Material for this exercise
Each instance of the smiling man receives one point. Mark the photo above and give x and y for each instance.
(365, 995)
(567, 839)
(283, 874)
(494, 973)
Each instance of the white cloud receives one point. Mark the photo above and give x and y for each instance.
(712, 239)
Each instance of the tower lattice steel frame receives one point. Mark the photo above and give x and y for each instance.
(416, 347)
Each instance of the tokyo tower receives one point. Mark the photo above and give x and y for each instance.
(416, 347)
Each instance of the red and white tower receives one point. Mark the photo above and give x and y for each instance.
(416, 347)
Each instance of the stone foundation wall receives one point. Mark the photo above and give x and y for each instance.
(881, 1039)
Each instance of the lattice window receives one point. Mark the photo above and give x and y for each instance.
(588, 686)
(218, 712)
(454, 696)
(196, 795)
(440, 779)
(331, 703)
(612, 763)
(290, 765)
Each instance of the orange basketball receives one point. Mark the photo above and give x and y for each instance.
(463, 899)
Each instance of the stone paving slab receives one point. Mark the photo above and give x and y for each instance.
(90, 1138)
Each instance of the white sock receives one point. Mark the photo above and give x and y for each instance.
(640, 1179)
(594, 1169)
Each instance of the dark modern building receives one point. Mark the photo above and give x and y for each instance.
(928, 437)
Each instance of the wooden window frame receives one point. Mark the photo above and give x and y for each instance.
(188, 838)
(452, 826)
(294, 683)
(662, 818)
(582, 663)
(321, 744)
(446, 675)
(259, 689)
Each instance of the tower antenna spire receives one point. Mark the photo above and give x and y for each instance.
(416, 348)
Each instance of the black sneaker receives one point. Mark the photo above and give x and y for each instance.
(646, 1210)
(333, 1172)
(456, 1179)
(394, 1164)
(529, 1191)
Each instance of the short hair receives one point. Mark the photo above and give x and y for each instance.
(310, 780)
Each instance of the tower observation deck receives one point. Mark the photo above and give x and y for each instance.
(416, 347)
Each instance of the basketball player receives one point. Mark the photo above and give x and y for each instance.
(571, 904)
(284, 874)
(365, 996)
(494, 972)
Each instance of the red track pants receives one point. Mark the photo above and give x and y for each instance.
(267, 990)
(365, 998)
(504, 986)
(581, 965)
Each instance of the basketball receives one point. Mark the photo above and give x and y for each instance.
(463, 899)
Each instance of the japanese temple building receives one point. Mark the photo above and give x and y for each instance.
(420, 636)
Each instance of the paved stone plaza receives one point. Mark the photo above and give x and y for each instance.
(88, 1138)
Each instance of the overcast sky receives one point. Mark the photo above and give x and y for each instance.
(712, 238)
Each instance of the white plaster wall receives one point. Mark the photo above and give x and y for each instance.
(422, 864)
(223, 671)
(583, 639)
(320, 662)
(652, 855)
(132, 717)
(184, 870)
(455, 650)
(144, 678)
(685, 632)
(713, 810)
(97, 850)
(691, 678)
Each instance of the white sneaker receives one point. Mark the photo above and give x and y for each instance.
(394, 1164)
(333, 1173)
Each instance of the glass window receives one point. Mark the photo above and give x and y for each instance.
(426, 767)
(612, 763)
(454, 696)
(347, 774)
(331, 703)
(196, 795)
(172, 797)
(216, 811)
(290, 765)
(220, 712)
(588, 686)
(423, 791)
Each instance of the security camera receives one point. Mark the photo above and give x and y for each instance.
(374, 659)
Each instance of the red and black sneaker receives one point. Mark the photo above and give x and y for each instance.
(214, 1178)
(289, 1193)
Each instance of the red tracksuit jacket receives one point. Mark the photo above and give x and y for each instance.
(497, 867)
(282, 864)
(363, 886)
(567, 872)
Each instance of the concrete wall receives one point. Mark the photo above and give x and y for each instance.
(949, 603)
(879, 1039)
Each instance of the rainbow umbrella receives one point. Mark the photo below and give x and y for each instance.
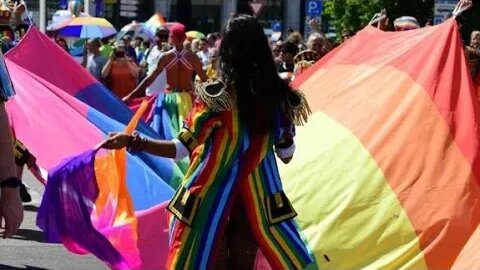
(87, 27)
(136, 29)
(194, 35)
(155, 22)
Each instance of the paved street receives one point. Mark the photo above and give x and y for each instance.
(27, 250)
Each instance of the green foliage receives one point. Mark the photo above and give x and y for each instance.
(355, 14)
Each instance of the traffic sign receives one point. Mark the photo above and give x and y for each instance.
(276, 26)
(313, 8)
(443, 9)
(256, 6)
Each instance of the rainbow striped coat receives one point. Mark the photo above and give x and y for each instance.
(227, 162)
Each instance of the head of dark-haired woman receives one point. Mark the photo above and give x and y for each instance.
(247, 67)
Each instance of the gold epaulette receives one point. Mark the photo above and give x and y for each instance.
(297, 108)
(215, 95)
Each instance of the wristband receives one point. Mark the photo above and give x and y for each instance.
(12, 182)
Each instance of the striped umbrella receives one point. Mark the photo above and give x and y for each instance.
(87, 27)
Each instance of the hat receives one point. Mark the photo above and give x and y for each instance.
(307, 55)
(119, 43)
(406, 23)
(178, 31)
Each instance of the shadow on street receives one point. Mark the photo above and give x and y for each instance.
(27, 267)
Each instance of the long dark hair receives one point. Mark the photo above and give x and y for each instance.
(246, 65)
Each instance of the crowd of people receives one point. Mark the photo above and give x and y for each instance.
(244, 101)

Exercise objective
Replicate the material above verbatim; images stay out of the copy.

Reply to the task
Each instance of the smiling man receives one point. Mark the photo above and give x and y for each instance.
(365, 995)
(567, 839)
(283, 874)
(494, 973)
Each instance of the white cloud receives one point. Mark the photo above and give x and y for each instance.
(712, 239)
Each instance of the tower lattice steel frame receives one point. Mark the photo above and give x and y for each instance.
(416, 347)
Each instance of the tokyo tower receives one point. Mark the photo above and give x and y for each instance.
(416, 347)
Each instance of the red and white tower receives one point. Mark the photo above and give x and y for each instance.
(416, 347)
Each instance of the stone foundation wall receives one point. Mark the photo above and give x and y for each instance.
(881, 1039)
Each instance of the lattice window receives one point. Mark the photo above and give x and y for each instance.
(588, 686)
(218, 712)
(454, 696)
(196, 795)
(440, 779)
(331, 703)
(612, 763)
(290, 765)
Each instance of the orange basketball receives one point. Mark the photo above and give x and y for each instance.
(463, 899)
Each instance of the stone paving slab receives one point. Mark the photo above and give x and y for each instance.
(90, 1138)
Each instance of the white sock receives one point. Mark the photo above and give x and y for each instance.
(640, 1179)
(594, 1169)
Each instance of the dark modern building receives one point. Mark the photo above and give x and y for each instance.
(928, 437)
Each instance of the wooden window frame receives one point. Mark the photo above and give x and y for each instance.
(188, 838)
(452, 826)
(294, 683)
(662, 818)
(582, 663)
(321, 744)
(446, 675)
(259, 689)
Each instance of the tower antenna spire receives one point. Mark the photo above and give x and y for each instance.
(416, 348)
Each instance of the black sneaker receives one point. Mark the photo above and give x and y for each instance.
(646, 1210)
(333, 1172)
(456, 1179)
(394, 1164)
(529, 1191)
Each instance of the short hair receives one point. Mark the photo above and give x and y for each instance.
(310, 780)
Each instance of the tower observation deck receives one point. Mark the photo above and give x and y for each instance.
(416, 347)
Each instance of the basketball player receives one point. Mark the photo above and give x and y for each instance.
(571, 904)
(284, 874)
(365, 996)
(494, 972)
Each instance of the red track pants receives one point. Mark the photo above and give x and y for each instance.
(267, 990)
(365, 998)
(504, 986)
(581, 965)
Each instance of the basketball receives one point. Mark the photo above and give x and y for each instance.
(463, 899)
Each instance of the japanese temple building receives one point. Mark the photo above and give x and y for each instance.
(420, 636)
Each instance of the paved stone plaza receives one point. Mark the photo above and give x and y for each instance.
(88, 1138)
Each instance of the overcast sky receives one point. Mark the photo above and give x and y for each instance.
(712, 238)
Each instance of the white plaster wall receives one point. Mark the photo above and give x and y for each instance.
(422, 864)
(223, 671)
(583, 639)
(320, 662)
(652, 855)
(132, 717)
(184, 870)
(455, 650)
(144, 678)
(685, 632)
(713, 810)
(97, 850)
(691, 678)
Each instance of the white sneaker receives one point. Mark the photo above and give x and y for each instance.
(394, 1164)
(333, 1173)
Each instance of the glass window receives one point. Mark the photo above and give x and y for each instance.
(426, 767)
(612, 763)
(454, 696)
(347, 774)
(331, 703)
(196, 795)
(172, 797)
(216, 811)
(290, 765)
(220, 712)
(588, 686)
(423, 791)
Each instance of the security camera receives one point. Mark the photo above and give x and y for each instance.
(374, 659)
Each instance of the red and black sneaker receives one point. Mark the photo above and give x and y for each instance.
(214, 1178)
(289, 1193)
Each instance of the red tracksuit jacket receives one point. Mark the photo above and give x and y for each instance.
(497, 867)
(282, 864)
(363, 886)
(567, 872)
Each instance of the concrete wall receives one point. Mark the photo above and give x and y for each instance.
(949, 603)
(879, 1039)
Each instance of the rainbow umbrella receives one point. Mark the photo below and give x and y for each instance.
(87, 27)
(136, 29)
(194, 35)
(155, 22)
Each instance of the paved street receives one point. Mark the photo above and give x and y for each instance.
(27, 250)
Each instance of the green foliage receives one point. Mark the photo above and give x and y for each instance.
(355, 14)
Each instance of the traffic sign receives one point. Mark the photo above and give x and y for each instance.
(276, 26)
(313, 8)
(443, 9)
(256, 6)
Each instance of the rainbow striped coat receives one point. Mark the photo above and give x and y for each instance.
(227, 162)
Each instance of the head of dark-haired woman receives one point. Mark the photo above and give x and y for each instance.
(247, 67)
Each instance of the gold epaulette receives one point. Mark the photo above and give x and y for each instance.
(297, 108)
(215, 95)
Each instance of the wristband receives one point. Mark the photo above and give x and y for each instance.
(12, 182)
Each instance of the striped umbrella receives one point. Mark the photo above and give x and y for each instance.
(87, 27)
Each instance of the hat receives one point. Mark the photo above and give x and y for each instance.
(307, 55)
(119, 43)
(406, 23)
(178, 31)
Each instance of the shadow on street receives one point. Mark the photo above and give x and y for each instance.
(27, 267)
Each instance of the long dark hair receives one point. Mark the photo above and give x and y for each instance.
(246, 65)
Each instance of the crowd of people receives one point. Mark the photo above and give x and y for each instance.
(244, 101)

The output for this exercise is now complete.